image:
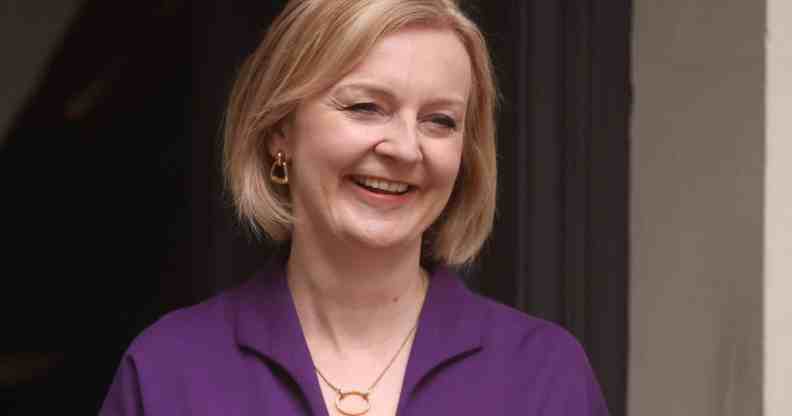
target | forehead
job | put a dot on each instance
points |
(420, 60)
- - - - -
EXERCISE INSTRUCTIONS
Express the material above as a JSON list of strings with one string for each line, omitting blank lines and leaving the pictures out.

OUTPUT OF THE TASK
[
  "image:",
  "target | forehead",
  "job | put a dot on each instance",
  "points |",
  "(420, 60)"
]